INPUT MATERIAL.

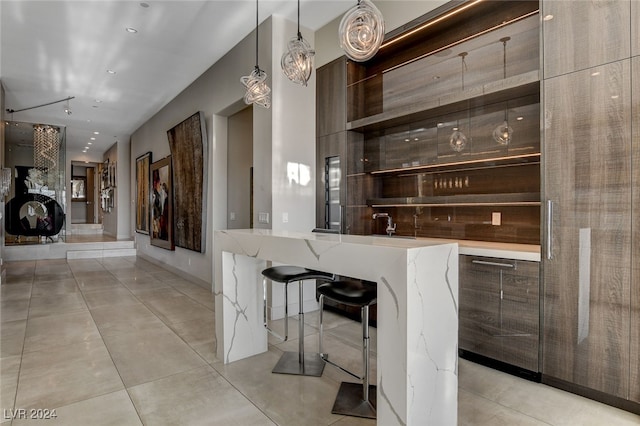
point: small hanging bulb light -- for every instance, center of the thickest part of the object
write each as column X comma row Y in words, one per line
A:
column 503, row 132
column 297, row 61
column 258, row 92
column 361, row 31
column 67, row 108
column 457, row 140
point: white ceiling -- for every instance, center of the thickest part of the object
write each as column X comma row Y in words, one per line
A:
column 51, row 50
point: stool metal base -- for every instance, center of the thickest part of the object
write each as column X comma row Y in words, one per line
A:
column 289, row 363
column 349, row 401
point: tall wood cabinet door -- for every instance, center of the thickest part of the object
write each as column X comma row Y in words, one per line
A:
column 331, row 97
column 587, row 152
column 583, row 34
column 635, row 28
column 634, row 393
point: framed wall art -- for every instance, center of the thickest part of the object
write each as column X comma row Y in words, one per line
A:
column 161, row 204
column 143, row 184
column 188, row 144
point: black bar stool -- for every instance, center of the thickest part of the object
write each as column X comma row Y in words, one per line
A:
column 291, row 362
column 353, row 399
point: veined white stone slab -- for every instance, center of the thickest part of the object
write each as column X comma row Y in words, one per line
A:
column 417, row 381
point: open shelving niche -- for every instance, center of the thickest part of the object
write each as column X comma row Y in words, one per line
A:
column 401, row 129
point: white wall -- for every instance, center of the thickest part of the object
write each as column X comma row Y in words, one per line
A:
column 395, row 12
column 284, row 136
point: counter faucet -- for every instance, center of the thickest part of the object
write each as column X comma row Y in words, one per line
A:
column 391, row 227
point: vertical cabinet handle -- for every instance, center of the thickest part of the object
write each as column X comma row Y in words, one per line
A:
column 549, row 229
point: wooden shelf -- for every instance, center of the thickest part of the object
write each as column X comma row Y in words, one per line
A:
column 474, row 164
column 490, row 93
column 465, row 200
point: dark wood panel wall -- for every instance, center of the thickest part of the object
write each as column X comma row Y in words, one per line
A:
column 582, row 35
column 590, row 153
column 634, row 392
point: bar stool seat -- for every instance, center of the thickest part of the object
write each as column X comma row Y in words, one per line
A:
column 353, row 399
column 297, row 363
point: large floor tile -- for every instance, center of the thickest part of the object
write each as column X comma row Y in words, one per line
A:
column 56, row 304
column 12, row 337
column 44, row 333
column 178, row 309
column 100, row 282
column 195, row 397
column 197, row 293
column 113, row 320
column 9, row 370
column 154, row 355
column 15, row 292
column 51, row 288
column 286, row 399
column 116, row 296
column 66, row 374
column 112, row 409
column 13, row 310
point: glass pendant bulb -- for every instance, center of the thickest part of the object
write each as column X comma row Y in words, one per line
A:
column 361, row 31
column 457, row 140
column 502, row 133
column 258, row 91
column 297, row 61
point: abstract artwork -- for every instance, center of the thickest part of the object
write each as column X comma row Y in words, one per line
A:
column 161, row 232
column 188, row 145
column 143, row 173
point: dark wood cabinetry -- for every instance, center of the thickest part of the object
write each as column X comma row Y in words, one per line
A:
column 634, row 381
column 590, row 257
column 500, row 310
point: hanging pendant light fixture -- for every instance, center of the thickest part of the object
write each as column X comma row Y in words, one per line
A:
column 258, row 92
column 458, row 140
column 361, row 31
column 503, row 132
column 297, row 61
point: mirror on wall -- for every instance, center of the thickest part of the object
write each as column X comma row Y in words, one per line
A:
column 78, row 188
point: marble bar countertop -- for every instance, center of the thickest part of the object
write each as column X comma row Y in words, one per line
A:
column 529, row 252
column 417, row 328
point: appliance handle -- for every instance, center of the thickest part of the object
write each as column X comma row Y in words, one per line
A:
column 484, row 262
column 549, row 229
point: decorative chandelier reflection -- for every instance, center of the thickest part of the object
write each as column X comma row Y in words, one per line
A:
column 258, row 92
column 297, row 61
column 458, row 140
column 361, row 31
column 503, row 132
column 46, row 151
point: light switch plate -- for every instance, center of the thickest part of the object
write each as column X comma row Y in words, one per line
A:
column 496, row 218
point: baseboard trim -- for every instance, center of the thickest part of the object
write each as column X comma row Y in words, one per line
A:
column 605, row 398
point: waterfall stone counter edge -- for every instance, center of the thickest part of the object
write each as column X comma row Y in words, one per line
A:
column 417, row 364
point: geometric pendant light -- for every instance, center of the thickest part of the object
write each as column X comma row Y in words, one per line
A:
column 258, row 92
column 361, row 31
column 297, row 61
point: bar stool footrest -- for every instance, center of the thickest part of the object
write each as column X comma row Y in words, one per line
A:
column 289, row 363
column 349, row 401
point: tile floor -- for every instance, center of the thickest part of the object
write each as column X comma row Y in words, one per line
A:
column 120, row 341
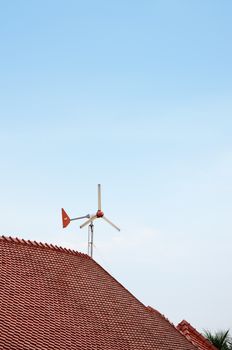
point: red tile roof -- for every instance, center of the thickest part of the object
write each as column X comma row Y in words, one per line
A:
column 194, row 336
column 55, row 298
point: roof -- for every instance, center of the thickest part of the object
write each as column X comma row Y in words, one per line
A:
column 55, row 298
column 194, row 336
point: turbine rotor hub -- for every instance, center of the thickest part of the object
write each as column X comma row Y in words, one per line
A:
column 99, row 214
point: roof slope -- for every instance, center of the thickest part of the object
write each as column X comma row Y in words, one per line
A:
column 194, row 336
column 54, row 298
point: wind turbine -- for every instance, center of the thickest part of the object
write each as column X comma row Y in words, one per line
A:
column 98, row 215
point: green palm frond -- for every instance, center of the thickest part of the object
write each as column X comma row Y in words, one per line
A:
column 221, row 339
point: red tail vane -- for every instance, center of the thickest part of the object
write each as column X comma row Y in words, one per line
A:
column 65, row 218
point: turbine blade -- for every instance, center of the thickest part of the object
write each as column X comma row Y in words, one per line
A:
column 109, row 222
column 65, row 218
column 99, row 197
column 88, row 221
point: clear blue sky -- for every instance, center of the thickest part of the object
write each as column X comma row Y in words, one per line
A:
column 135, row 95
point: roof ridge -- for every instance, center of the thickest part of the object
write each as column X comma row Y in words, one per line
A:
column 152, row 310
column 42, row 245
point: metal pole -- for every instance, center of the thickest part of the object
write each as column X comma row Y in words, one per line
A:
column 90, row 240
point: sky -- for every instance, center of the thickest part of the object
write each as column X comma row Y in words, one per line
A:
column 135, row 95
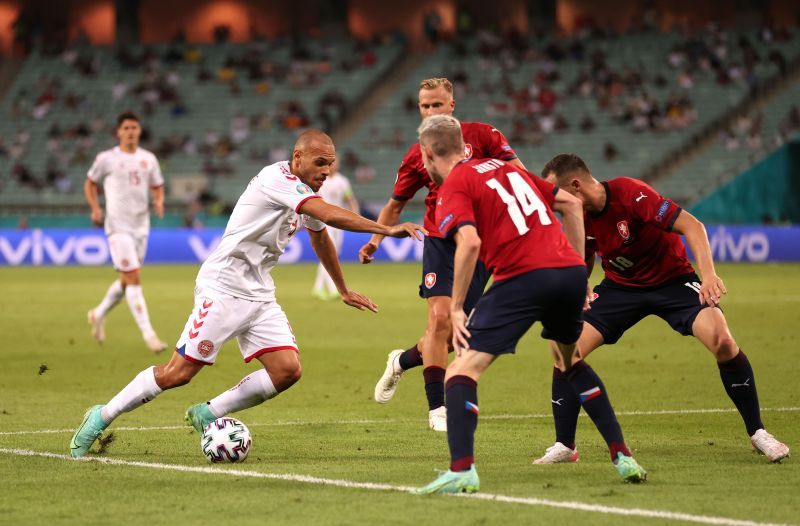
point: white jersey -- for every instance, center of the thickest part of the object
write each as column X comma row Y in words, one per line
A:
column 261, row 225
column 126, row 179
column 336, row 189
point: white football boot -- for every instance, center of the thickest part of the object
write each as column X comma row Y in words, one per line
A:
column 769, row 446
column 387, row 385
column 98, row 326
column 557, row 454
column 437, row 419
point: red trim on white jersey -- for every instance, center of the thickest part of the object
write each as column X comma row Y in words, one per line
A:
column 193, row 360
column 265, row 350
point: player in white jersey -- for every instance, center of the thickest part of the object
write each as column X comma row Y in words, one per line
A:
column 128, row 173
column 337, row 191
column 235, row 294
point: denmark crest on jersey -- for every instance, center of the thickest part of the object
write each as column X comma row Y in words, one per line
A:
column 622, row 228
column 430, row 280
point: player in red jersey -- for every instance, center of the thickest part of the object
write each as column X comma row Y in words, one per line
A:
column 636, row 232
column 481, row 141
column 502, row 214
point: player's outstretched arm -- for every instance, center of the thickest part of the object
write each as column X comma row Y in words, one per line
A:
column 468, row 247
column 571, row 210
column 389, row 216
column 712, row 288
column 345, row 220
column 323, row 246
column 91, row 193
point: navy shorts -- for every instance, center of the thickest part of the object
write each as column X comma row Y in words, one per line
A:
column 617, row 308
column 553, row 296
column 437, row 272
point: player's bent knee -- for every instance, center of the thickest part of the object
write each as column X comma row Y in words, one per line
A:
column 725, row 347
column 285, row 377
column 439, row 320
column 171, row 378
column 131, row 278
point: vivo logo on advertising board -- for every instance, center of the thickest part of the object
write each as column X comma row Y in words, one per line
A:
column 39, row 248
column 89, row 246
column 742, row 246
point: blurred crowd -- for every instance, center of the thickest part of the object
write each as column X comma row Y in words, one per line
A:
column 157, row 80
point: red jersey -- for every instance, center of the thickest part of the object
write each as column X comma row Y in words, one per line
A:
column 510, row 208
column 633, row 235
column 481, row 141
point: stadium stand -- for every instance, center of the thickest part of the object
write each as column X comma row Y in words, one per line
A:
column 219, row 111
column 621, row 102
column 216, row 113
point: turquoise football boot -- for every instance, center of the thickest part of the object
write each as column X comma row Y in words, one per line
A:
column 629, row 469
column 453, row 482
column 199, row 416
column 90, row 430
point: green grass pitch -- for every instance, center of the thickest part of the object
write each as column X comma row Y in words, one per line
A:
column 699, row 463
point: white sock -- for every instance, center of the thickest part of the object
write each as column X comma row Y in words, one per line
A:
column 141, row 390
column 112, row 297
column 329, row 284
column 254, row 389
column 321, row 273
column 133, row 293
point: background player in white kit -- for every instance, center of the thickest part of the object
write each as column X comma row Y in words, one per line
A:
column 127, row 174
column 336, row 191
column 235, row 294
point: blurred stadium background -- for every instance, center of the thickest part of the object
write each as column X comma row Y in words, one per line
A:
column 699, row 100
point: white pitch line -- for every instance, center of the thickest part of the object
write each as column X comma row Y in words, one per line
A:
column 351, row 484
column 289, row 423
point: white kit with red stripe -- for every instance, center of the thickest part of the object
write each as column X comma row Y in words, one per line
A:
column 235, row 294
column 261, row 225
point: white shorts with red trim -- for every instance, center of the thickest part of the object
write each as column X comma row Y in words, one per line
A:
column 259, row 327
column 127, row 251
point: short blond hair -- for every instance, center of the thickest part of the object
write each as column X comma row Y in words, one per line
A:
column 435, row 83
column 442, row 133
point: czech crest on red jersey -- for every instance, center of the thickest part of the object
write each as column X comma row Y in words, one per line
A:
column 622, row 227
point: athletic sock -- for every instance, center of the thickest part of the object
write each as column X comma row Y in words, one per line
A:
column 254, row 389
column 410, row 358
column 434, row 386
column 142, row 389
column 566, row 408
column 320, row 279
column 110, row 300
column 740, row 384
column 588, row 387
column 462, row 420
column 135, row 298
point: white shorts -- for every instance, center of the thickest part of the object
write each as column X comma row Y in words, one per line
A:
column 259, row 327
column 127, row 251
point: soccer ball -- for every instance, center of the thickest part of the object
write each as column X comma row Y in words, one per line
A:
column 226, row 440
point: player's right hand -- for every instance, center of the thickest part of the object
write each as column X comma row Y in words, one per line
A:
column 97, row 217
column 365, row 253
column 359, row 301
column 408, row 230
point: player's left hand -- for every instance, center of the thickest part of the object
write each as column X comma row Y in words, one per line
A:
column 711, row 290
column 587, row 303
column 359, row 301
column 407, row 230
column 460, row 333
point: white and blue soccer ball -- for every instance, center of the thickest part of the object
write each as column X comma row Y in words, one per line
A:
column 226, row 440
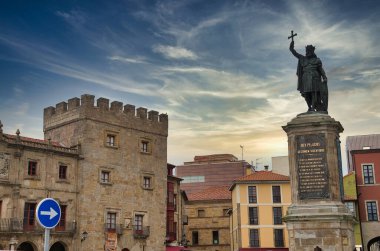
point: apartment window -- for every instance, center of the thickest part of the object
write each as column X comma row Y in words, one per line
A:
column 62, row 172
column 105, row 176
column 372, row 211
column 368, row 174
column 32, row 168
column 193, row 179
column 225, row 212
column 139, row 221
column 201, row 213
column 276, row 193
column 278, row 237
column 111, row 140
column 62, row 221
column 111, row 221
column 170, row 194
column 215, row 237
column 254, row 238
column 277, row 216
column 29, row 215
column 351, row 206
column 252, row 194
column 195, row 237
column 147, row 182
column 145, row 146
column 175, row 202
column 253, row 216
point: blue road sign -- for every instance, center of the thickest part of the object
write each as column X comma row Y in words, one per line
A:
column 48, row 213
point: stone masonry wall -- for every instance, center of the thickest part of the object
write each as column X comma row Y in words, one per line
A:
column 80, row 122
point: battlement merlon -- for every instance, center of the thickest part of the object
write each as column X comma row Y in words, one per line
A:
column 114, row 113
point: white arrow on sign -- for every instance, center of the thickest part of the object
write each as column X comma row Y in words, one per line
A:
column 52, row 213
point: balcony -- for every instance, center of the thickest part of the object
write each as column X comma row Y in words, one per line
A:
column 171, row 236
column 140, row 232
column 11, row 225
column 117, row 228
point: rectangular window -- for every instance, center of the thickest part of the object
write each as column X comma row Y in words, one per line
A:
column 175, row 202
column 62, row 172
column 252, row 194
column 276, row 193
column 144, row 146
column 32, row 168
column 277, row 216
column 215, row 237
column 193, row 179
column 111, row 140
column 170, row 186
column 368, row 174
column 201, row 213
column 254, row 238
column 195, row 237
column 253, row 216
column 372, row 211
column 62, row 222
column 225, row 212
column 104, row 176
column 351, row 206
column 111, row 221
column 139, row 221
column 147, row 182
column 278, row 237
column 29, row 216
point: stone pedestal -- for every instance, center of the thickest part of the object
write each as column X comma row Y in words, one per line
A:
column 317, row 216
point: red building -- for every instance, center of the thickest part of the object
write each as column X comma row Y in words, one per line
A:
column 210, row 171
column 175, row 214
column 366, row 164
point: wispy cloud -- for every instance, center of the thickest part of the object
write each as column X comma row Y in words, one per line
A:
column 174, row 52
column 140, row 60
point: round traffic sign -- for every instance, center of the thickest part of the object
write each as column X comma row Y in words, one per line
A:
column 48, row 213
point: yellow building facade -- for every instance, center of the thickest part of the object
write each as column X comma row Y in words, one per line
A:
column 259, row 201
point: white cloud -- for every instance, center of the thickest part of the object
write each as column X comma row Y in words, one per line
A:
column 174, row 52
column 128, row 60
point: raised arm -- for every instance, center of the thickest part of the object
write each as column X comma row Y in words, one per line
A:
column 293, row 51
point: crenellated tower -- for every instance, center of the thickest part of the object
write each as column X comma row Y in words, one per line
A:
column 122, row 173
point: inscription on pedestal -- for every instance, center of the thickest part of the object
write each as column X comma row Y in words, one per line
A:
column 313, row 177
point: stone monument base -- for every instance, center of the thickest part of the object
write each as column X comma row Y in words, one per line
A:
column 328, row 226
column 317, row 216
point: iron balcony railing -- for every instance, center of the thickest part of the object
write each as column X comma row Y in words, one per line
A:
column 115, row 228
column 141, row 232
column 17, row 225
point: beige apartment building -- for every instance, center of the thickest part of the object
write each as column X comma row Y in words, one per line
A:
column 116, row 182
column 208, row 219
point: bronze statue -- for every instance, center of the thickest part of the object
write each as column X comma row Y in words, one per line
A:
column 312, row 80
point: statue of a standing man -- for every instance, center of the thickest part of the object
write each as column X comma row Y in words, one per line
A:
column 312, row 80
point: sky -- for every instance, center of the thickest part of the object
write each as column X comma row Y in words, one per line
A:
column 220, row 69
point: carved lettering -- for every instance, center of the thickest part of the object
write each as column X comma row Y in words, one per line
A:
column 312, row 167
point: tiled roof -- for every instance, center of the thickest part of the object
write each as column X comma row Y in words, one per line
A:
column 359, row 141
column 348, row 198
column 211, row 193
column 349, row 174
column 264, row 176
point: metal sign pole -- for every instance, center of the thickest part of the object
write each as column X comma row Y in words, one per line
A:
column 47, row 239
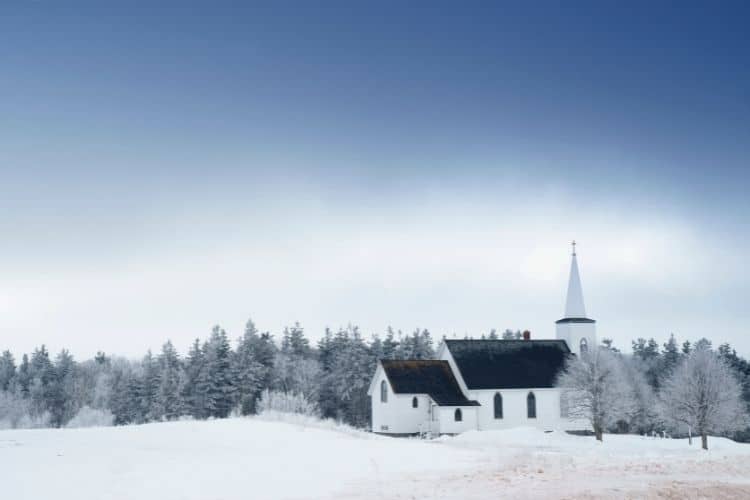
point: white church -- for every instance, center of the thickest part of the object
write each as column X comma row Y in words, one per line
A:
column 484, row 384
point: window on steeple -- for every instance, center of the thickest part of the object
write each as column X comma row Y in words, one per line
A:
column 498, row 405
column 584, row 345
column 531, row 405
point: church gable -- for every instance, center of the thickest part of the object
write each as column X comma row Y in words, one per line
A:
column 508, row 364
column 432, row 377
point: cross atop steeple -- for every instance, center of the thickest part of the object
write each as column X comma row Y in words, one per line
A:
column 574, row 307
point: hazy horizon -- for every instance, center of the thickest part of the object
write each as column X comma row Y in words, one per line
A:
column 165, row 169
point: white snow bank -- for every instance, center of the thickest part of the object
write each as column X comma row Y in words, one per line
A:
column 281, row 456
column 220, row 459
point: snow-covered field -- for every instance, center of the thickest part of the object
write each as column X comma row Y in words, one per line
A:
column 260, row 459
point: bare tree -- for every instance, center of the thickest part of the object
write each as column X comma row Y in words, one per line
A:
column 596, row 388
column 703, row 394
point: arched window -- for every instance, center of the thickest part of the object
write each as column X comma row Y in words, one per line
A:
column 584, row 345
column 531, row 405
column 498, row 405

YOUR GOAL. Tally the lines of the material in which the string "crest" appears. Give the tally and nothing else.

WRITTEN SOLUTION. 2